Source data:
····················
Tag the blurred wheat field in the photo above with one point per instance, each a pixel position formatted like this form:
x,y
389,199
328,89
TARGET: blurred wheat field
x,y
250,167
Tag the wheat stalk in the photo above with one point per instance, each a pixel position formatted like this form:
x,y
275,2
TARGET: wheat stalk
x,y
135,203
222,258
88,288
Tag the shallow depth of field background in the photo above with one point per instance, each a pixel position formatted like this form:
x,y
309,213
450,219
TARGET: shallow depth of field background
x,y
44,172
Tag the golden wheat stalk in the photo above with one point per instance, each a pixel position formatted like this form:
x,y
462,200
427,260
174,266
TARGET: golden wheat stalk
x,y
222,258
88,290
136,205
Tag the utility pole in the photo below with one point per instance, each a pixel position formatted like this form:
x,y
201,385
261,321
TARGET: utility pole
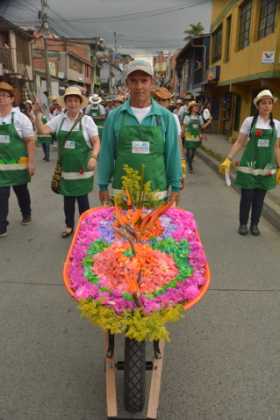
x,y
43,15
115,42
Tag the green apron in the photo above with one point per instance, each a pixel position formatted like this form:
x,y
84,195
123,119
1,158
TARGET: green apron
x,y
74,154
95,114
137,146
192,134
44,138
13,157
258,164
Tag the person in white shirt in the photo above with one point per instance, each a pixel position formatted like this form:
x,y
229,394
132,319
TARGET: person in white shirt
x,y
78,148
259,168
17,161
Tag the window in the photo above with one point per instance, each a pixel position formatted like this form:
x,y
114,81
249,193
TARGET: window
x,y
217,44
228,33
267,17
244,24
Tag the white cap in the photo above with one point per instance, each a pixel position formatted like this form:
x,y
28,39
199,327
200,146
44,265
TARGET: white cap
x,y
264,94
139,65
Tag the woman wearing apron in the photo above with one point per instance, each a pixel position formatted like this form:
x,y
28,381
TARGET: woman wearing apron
x,y
192,126
259,170
78,148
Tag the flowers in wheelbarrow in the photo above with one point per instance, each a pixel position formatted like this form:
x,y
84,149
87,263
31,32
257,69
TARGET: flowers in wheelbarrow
x,y
135,269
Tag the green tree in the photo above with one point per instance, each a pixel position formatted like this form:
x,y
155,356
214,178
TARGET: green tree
x,y
193,30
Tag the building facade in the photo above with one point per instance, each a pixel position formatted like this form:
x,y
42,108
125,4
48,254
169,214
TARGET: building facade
x,y
244,59
15,59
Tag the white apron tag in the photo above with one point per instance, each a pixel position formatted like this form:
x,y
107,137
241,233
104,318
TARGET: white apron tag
x,y
4,139
141,147
263,143
69,144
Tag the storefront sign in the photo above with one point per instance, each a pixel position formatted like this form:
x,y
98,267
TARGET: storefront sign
x,y
268,57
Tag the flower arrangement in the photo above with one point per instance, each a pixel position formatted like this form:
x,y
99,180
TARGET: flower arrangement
x,y
132,270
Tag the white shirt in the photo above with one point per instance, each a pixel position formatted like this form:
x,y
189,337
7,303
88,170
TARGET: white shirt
x,y
179,129
89,127
141,113
260,123
98,107
22,123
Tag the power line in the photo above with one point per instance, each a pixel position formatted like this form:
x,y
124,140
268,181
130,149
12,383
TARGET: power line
x,y
136,15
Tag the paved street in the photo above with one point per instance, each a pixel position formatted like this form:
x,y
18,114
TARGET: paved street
x,y
223,361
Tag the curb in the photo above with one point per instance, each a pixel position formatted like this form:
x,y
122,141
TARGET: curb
x,y
271,211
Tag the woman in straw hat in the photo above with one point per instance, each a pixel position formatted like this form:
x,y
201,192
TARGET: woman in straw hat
x,y
78,146
259,170
193,125
17,161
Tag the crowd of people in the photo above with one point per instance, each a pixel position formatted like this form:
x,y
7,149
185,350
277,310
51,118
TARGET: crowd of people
x,y
147,125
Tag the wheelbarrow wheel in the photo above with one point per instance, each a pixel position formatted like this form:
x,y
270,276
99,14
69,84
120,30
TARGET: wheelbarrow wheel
x,y
134,375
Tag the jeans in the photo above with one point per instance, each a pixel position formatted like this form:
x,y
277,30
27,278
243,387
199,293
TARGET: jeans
x,y
190,154
251,200
69,208
23,198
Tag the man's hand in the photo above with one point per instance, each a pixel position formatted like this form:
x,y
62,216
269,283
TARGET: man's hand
x,y
104,198
225,166
91,164
31,168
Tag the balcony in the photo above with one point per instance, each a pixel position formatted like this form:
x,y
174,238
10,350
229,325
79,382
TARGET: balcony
x,y
6,58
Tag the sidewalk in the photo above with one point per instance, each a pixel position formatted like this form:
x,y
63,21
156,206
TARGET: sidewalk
x,y
215,149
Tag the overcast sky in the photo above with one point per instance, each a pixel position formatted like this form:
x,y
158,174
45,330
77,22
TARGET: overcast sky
x,y
160,29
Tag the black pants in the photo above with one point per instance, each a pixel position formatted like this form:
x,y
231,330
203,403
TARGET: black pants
x,y
251,200
69,208
23,198
46,150
190,154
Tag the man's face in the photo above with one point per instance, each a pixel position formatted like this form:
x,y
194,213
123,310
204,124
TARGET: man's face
x,y
139,85
6,99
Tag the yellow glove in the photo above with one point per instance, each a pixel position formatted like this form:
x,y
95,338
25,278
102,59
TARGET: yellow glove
x,y
278,176
225,166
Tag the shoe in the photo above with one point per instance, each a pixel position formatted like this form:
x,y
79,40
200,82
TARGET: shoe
x,y
67,232
255,230
26,220
243,230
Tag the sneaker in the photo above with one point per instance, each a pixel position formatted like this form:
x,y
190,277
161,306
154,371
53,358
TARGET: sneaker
x,y
26,220
243,230
255,230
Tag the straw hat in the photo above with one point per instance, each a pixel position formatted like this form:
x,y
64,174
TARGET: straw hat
x,y
163,93
7,88
192,104
264,94
95,99
72,90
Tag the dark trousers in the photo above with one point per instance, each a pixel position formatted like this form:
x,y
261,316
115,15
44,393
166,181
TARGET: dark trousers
x,y
251,200
190,154
46,150
23,198
69,208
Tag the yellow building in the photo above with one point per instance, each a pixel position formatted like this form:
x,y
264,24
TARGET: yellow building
x,y
244,59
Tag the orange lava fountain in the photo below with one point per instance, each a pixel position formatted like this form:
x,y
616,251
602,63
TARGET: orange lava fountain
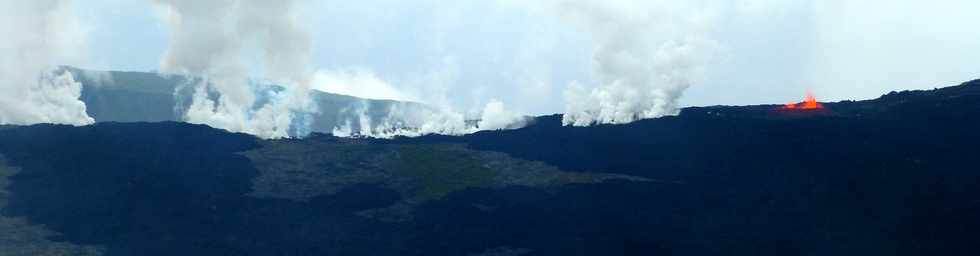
x,y
810,104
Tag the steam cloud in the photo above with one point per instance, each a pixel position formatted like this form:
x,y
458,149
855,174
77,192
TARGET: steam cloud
x,y
645,56
207,40
407,118
39,35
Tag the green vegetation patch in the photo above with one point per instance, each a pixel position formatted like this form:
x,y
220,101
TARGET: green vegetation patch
x,y
303,169
441,169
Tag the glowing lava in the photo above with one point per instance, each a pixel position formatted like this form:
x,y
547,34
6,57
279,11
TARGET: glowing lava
x,y
810,104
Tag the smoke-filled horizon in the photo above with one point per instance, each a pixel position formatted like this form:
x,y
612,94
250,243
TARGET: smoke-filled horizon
x,y
495,61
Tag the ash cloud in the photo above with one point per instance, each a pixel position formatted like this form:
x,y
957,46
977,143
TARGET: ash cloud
x,y
38,36
646,55
208,41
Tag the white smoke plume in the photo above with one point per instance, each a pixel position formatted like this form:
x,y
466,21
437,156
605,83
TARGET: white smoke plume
x,y
646,54
38,36
208,40
407,118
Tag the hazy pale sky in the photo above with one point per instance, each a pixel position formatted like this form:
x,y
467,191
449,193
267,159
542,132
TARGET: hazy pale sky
x,y
466,53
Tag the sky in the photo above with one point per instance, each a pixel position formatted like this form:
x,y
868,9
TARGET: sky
x,y
527,54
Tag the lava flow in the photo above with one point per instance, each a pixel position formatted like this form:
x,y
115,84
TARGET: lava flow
x,y
810,104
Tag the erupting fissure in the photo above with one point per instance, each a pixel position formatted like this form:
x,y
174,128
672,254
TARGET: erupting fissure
x,y
809,104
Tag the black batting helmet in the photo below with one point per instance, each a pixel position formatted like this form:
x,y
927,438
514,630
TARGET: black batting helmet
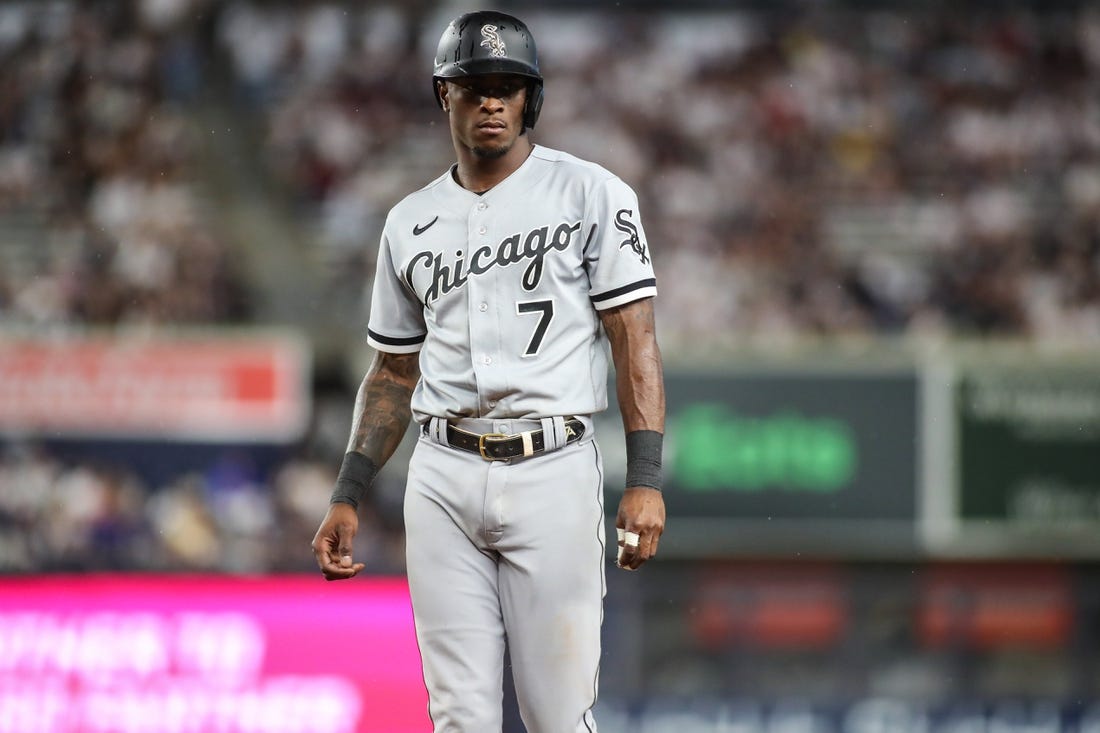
x,y
490,42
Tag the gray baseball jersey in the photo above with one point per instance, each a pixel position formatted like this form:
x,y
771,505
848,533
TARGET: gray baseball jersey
x,y
501,291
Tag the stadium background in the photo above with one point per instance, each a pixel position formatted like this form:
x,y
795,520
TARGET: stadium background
x,y
877,232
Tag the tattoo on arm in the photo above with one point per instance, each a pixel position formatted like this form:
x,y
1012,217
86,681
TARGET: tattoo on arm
x,y
639,374
382,406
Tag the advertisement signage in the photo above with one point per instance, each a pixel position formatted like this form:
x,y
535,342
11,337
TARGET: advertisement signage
x,y
814,447
1030,449
134,654
232,386
787,460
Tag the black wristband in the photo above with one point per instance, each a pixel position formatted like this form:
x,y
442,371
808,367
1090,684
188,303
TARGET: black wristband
x,y
353,482
644,459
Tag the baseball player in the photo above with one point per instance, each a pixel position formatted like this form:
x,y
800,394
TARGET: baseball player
x,y
498,287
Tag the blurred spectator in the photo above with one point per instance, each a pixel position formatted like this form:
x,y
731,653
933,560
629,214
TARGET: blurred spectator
x,y
99,203
807,172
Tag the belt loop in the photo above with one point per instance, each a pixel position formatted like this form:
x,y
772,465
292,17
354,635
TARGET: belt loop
x,y
437,430
553,433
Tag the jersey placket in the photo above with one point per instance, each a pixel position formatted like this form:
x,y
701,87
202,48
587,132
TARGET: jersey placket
x,y
484,310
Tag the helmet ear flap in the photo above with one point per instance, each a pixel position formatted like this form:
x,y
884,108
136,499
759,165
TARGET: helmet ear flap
x,y
534,105
435,91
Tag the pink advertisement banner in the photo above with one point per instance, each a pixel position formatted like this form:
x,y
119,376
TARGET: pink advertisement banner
x,y
188,654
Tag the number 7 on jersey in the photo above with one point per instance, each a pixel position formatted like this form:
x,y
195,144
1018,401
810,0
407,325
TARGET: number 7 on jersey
x,y
545,309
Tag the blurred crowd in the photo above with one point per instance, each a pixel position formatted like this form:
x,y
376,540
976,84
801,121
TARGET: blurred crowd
x,y
59,514
818,170
101,218
825,168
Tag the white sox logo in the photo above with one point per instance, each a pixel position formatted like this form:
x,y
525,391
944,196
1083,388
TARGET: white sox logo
x,y
624,225
493,41
534,245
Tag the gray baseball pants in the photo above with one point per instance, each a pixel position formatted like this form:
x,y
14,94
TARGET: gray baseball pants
x,y
507,550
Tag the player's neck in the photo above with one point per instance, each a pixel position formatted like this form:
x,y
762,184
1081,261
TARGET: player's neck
x,y
479,174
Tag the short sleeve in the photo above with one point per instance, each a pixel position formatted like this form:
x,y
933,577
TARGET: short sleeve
x,y
617,252
396,324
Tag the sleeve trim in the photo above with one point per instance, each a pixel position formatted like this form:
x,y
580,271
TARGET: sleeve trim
x,y
626,294
395,345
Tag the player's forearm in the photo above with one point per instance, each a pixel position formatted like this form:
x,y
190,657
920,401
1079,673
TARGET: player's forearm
x,y
382,406
639,375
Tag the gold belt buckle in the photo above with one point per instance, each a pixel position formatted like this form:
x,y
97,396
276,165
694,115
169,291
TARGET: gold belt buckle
x,y
481,445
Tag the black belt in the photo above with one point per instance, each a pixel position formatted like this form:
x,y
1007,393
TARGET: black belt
x,y
501,447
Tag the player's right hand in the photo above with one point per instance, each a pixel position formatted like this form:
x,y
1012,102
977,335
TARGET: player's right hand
x,y
332,543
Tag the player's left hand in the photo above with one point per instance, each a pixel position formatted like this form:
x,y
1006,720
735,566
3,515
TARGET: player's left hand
x,y
640,522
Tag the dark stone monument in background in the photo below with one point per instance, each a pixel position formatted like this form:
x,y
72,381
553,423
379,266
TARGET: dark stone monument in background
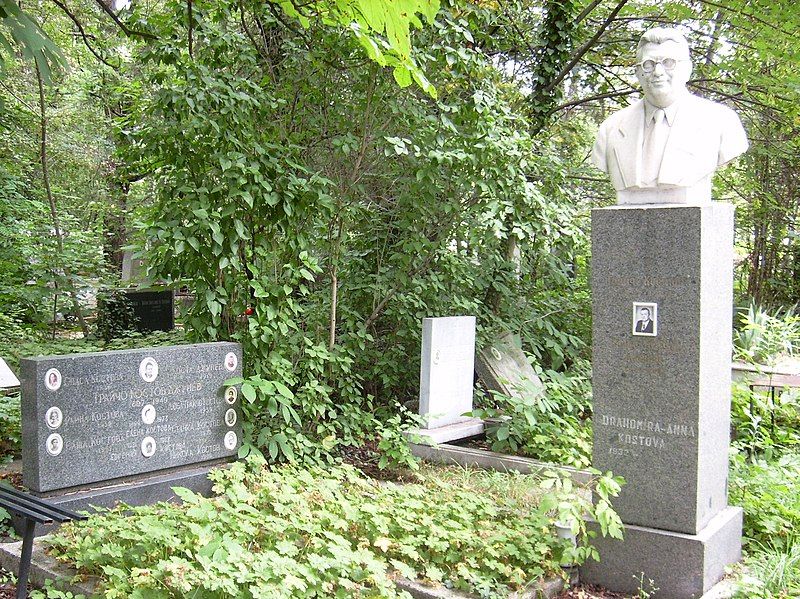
····················
Render the lines of the source data, from the line containing "Tag the dark stone" through the end of the records, both ends included, as a Markdown table with the columns "Row" and "Line," omitting blank lines and leaving out the pictures.

| Row | Line |
|---|---|
| 1 | Tag the dark stone monument in background in the photo below with one point per instance, each a pixel position formatted like this form: |
| 2 | x,y |
| 3 | 72,381 |
| 4 | 553,423 |
| 5 | 379,266 |
| 6 | TARGET: dark stone monument in background |